Activity: Every entry gets copied exactly. No images go into the copy.

Records for the exercise:
<<<<
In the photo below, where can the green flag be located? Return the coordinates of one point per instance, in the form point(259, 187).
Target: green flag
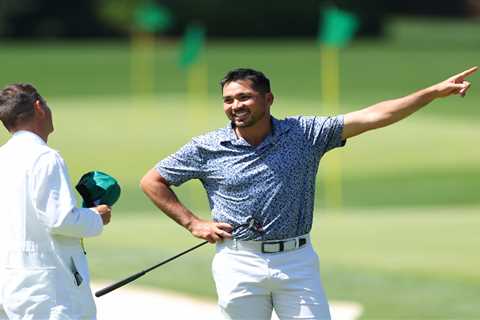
point(193, 42)
point(151, 17)
point(337, 27)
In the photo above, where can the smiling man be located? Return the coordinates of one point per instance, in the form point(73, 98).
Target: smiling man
point(259, 173)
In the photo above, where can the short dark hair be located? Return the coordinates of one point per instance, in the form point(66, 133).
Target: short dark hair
point(16, 103)
point(260, 82)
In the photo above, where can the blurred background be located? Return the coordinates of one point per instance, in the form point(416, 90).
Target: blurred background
point(131, 81)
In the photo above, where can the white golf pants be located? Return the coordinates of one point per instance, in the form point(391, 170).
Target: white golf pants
point(251, 283)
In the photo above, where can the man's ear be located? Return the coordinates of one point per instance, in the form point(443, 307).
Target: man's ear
point(269, 98)
point(38, 108)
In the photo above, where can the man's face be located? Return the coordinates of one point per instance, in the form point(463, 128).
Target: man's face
point(244, 106)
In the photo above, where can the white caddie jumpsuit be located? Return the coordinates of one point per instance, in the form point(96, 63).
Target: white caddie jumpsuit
point(43, 270)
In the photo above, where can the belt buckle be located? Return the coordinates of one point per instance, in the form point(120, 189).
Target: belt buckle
point(266, 245)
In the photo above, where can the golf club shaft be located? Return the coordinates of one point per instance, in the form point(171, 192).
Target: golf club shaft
point(135, 276)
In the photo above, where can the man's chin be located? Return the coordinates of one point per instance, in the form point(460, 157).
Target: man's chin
point(242, 124)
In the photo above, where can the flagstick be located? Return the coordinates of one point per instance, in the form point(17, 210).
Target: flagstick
point(330, 85)
point(142, 70)
point(197, 91)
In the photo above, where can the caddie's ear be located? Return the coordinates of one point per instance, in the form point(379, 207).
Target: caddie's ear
point(38, 108)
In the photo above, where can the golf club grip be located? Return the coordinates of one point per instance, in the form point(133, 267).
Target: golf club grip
point(119, 284)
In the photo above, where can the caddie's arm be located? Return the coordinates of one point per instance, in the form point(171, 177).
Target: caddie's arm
point(159, 191)
point(390, 111)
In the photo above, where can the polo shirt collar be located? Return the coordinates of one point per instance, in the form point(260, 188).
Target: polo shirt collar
point(28, 136)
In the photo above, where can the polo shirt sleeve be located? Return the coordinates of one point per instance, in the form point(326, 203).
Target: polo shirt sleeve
point(185, 164)
point(55, 202)
point(324, 133)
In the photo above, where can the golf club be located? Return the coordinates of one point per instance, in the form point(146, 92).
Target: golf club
point(251, 224)
point(137, 275)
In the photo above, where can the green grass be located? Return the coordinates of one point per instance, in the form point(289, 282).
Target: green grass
point(399, 264)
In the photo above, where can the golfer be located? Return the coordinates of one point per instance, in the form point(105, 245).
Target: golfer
point(259, 175)
point(43, 269)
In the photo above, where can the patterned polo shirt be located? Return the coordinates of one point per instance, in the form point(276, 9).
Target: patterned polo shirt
point(273, 182)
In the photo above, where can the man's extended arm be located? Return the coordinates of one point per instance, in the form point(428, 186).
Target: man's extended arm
point(159, 191)
point(387, 112)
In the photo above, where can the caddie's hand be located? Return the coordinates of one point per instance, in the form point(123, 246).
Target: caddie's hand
point(105, 213)
point(454, 85)
point(210, 230)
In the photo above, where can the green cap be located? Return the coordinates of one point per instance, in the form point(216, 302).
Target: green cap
point(97, 188)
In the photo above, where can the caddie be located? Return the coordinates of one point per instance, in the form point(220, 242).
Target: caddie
point(43, 269)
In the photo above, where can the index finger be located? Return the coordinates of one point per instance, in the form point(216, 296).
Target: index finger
point(466, 73)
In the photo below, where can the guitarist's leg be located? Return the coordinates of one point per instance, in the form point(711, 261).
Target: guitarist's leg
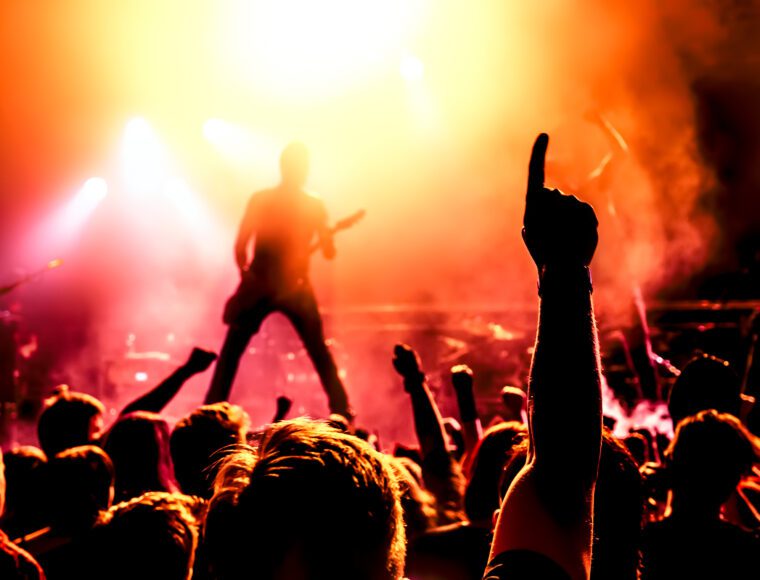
point(239, 334)
point(303, 313)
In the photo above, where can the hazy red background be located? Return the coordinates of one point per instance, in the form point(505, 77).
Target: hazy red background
point(437, 161)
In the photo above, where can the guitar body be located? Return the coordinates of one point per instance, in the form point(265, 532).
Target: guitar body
point(249, 293)
point(253, 288)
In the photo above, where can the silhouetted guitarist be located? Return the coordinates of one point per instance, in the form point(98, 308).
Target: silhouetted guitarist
point(283, 221)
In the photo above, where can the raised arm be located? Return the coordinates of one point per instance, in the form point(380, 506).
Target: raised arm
point(548, 509)
point(325, 236)
point(461, 379)
point(158, 397)
point(245, 231)
point(441, 473)
point(428, 423)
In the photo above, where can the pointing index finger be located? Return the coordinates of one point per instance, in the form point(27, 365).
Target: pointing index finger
point(536, 173)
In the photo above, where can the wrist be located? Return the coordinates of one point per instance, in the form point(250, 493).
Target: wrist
point(414, 381)
point(564, 279)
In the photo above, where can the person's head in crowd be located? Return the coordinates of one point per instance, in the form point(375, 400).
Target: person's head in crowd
point(197, 440)
point(24, 510)
point(80, 484)
point(618, 509)
point(709, 454)
point(69, 419)
point(138, 445)
point(493, 452)
point(706, 382)
point(152, 536)
point(312, 503)
point(417, 503)
point(514, 402)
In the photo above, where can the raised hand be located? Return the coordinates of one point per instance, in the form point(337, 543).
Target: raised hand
point(559, 230)
point(284, 405)
point(461, 377)
point(407, 363)
point(200, 360)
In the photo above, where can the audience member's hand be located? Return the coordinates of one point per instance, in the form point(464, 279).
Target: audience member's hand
point(283, 407)
point(461, 378)
point(407, 364)
point(200, 360)
point(559, 230)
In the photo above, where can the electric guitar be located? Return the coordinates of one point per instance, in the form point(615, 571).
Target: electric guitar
point(252, 288)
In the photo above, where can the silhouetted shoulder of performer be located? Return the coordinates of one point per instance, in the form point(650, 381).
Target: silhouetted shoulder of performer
point(283, 221)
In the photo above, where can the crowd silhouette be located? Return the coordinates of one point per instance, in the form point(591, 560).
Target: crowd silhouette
point(546, 493)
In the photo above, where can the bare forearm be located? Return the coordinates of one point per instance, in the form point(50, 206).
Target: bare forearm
point(565, 382)
point(468, 413)
point(157, 398)
point(428, 424)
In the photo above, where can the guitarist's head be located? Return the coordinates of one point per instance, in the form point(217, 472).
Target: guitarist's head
point(294, 165)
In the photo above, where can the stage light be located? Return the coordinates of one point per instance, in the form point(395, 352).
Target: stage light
point(186, 201)
point(253, 152)
point(411, 68)
point(300, 49)
point(79, 209)
point(144, 159)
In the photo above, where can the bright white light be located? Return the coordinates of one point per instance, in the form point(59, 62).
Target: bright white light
point(307, 48)
point(187, 202)
point(79, 209)
point(144, 159)
point(412, 68)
>>>>
Your response:
In the photo below, where can the green flag be located? Return the coordinates of one point per instance, in the form point(259, 187).
Target: green flag
point(193, 42)
point(151, 17)
point(337, 27)
In the photo above, where can the smiling man be located? Return the coordinates of one point per instance, in the form point(73, 98).
Target: smiling man
point(259, 173)
In the photo above, where can the short dark hair be located? Return the coordinates of one point per instance, in the form point(66, 133).
Target: short dark hair
point(16, 103)
point(260, 82)
In the photo above, where can the blurred background be located? Return the coordinates of one point per instance, in the form point(416, 90).
Target: blurred background
point(131, 81)
In the photo above, where can the white golf pants be located? Return the coordinates of one point per instance, in the form point(391, 170).
Target: white golf pants
point(251, 283)
In the photo above, where can the man's ear be located? Return the coordinates of one point per instance, in the form point(443, 307).
Target: man's ear
point(269, 98)
point(38, 108)
In the photo above, where can the man's face be located? Return the coordinates of one point per instance, in the form point(463, 128).
Target: man's face
point(244, 106)
In the photo above, where can the white caddie jumpsuit be located? Return the coordinates of one point per instance, in the form point(96, 63).
Target: white caddie jumpsuit
point(43, 270)
In the photo above, where can the belt buckle be located? Return the coordinates of one point per instance, in the form point(120, 189).
Target: belt buckle
point(266, 245)
In the photo above, where can the golf club shaft be located? Return the coordinates of one point per instance, in the form point(171, 192).
Target: golf club shaft
point(135, 276)
In the photo above, where can the man's chin be located? Return the coordinates of one point per instance, in the form point(460, 157).
Target: man's chin
point(242, 124)
In the photo above, where can the flagstick be located? Return the coordinates of one point per instance, in the form point(17, 210).
Target: flagstick
point(330, 85)
point(142, 70)
point(197, 91)
In the photo above, where can the caddie's ear be located? Return the coordinates of one point per instance, in the form point(379, 207).
Target: caddie's ear
point(38, 108)
In the photo above, where can the golf club grip be located? Return the coordinates of one point per instance, in the form point(133, 267).
Target: golf club grip
point(119, 284)
In the photo above, where can the caddie's arm be located? Return the coordinates of one point per instance, in the form point(171, 177).
Target: caddie's arm
point(159, 191)
point(390, 111)
In the photo above, where can the polo shirt collar be located? Return the coordinates of one point per instance, in the form point(260, 188).
Target: polo shirt collar
point(28, 136)
In the photo above, where can the polo shirt sleeve be located? Return the coordinates of one point per instance, in the form point(326, 203).
Target: polo shirt sleeve
point(185, 164)
point(55, 202)
point(324, 133)
In the photo above, where can the golf club be located? Return the coordinates of one point per instance, in the form point(146, 92).
Target: golf club
point(251, 224)
point(137, 275)
In the photo above, where can the green grass be located? Return the coordinates of one point per instance, in the form point(289, 282).
Target: green grass
point(399, 264)
In the photo above, where can the golfer be located? Return the coordinates of one point per instance, in the form point(105, 245).
Target: golfer
point(259, 175)
point(43, 269)
In the photo above, where can the patterned polo shirt be located? Return the coordinates of one point per instance, in the form point(276, 9).
Target: patterned polo shirt
point(273, 182)
In the photo above, where can the man's extended arm be located? Return the coordinates of one point per instance, in the form point(428, 186).
Target: man's extended arm
point(159, 191)
point(387, 112)
In the photo above, where can the caddie's hand be located? Return the coordinates of one point per instance, in the form point(123, 246).
Target: caddie's hand
point(105, 213)
point(454, 85)
point(210, 230)
In the photo above, where can the green cap be located? Return the coordinates of one point per instance, in the form point(216, 302).
Target: green cap
point(97, 188)
In the photo above, where can the caddie be located? Return the coordinates of one point per instance, in the form point(220, 242).
Target: caddie
point(43, 269)
In the photo above, where can the index finger be located? Return the coordinates of one point per instance, in the form point(216, 296).
Target: index finger
point(466, 73)
In the photo below, where can the guitarist's leg be located? Return the coordinates of one point per instance, in the form point(711, 261).
Target: guitarist's leg
point(239, 334)
point(303, 313)
In the photo above, where can the hazy red background be located? Return the coordinates of one point per instance, in the form point(505, 77).
Target: hazy red background
point(437, 161)
In the photo above, where can the guitar body be located? Return the coordinates of one point per instance, in the form point(265, 532).
Target: guitar body
point(249, 293)
point(253, 288)
In the photo above, where can the silhouetted guitarist be located? Return the coordinates of one point per instance, in the form point(98, 308).
Target: silhouetted guitarist
point(283, 221)
In the photo above, where can the raised arm be located? Return the coordinates of one point per instance, in the form point(380, 506).
Target: raised arm
point(548, 509)
point(325, 236)
point(461, 379)
point(158, 397)
point(245, 231)
point(441, 473)
point(428, 423)
In the photo above, where can the pointing index finger be located? Return the coordinates of one point per instance, in the form point(27, 365).
Target: pointing index finger
point(536, 173)
In the photo above, where can the wrist be located? Return the coordinates of one point per instance, in the form point(250, 493).
Target: wrist
point(414, 381)
point(564, 279)
In the photo above, where can the person's head in crowd be located? Return the coordinates of one point per instance, in the form point(375, 400).
Target: person's head in crowd
point(197, 440)
point(24, 510)
point(80, 484)
point(618, 509)
point(709, 454)
point(69, 419)
point(138, 445)
point(493, 452)
point(706, 382)
point(152, 536)
point(312, 503)
point(417, 503)
point(514, 402)
In the photo above, where can the raised hand be located? Return the coordinates of one point per instance, in the form point(337, 543).
Target: raised hand
point(559, 230)
point(284, 405)
point(461, 377)
point(407, 363)
point(200, 360)
In the photo above, where can the audience member's hand be located? Return the coordinates of one point per instance, in the form point(464, 279).
Target: audience member's hand
point(283, 407)
point(461, 378)
point(407, 364)
point(200, 360)
point(559, 230)
In the photo above, where can the electric guitar be located? Return the coordinates of one point per instance, in the form point(615, 571).
Target: electric guitar
point(252, 288)
In the photo above, where can the silhouetted shoulder of performer be located? Return the coordinates of one point per instance, in the form point(650, 381).
Target: silhouetted shoulder of performer
point(283, 221)
In the photo above, where can the crowd silhouette be located? Return the coordinates of one point per instance, in the form point(591, 560).
Target: crowd silhouette
point(546, 493)
In the photo above, where can the bare forearm be located? Return the coordinates of one point per instance, in the form point(50, 206).
Target: bare forearm
point(565, 382)
point(468, 413)
point(157, 398)
point(428, 424)
In the photo above, where can the guitarist's head be located? Return the coordinates of one point per instance, in the form point(217, 472).
Target: guitarist's head
point(294, 165)
In the photo above, where can the stage light be located? Return the coordinates of one point per instance, in the form point(395, 352).
Target: stage light
point(186, 201)
point(253, 152)
point(411, 68)
point(300, 49)
point(79, 209)
point(144, 159)
In the photo above, where can the bright white light be located? Return the coordinates of one point per instance, in the form point(59, 62).
Target: bright white light
point(307, 48)
point(187, 202)
point(79, 209)
point(144, 159)
point(412, 68)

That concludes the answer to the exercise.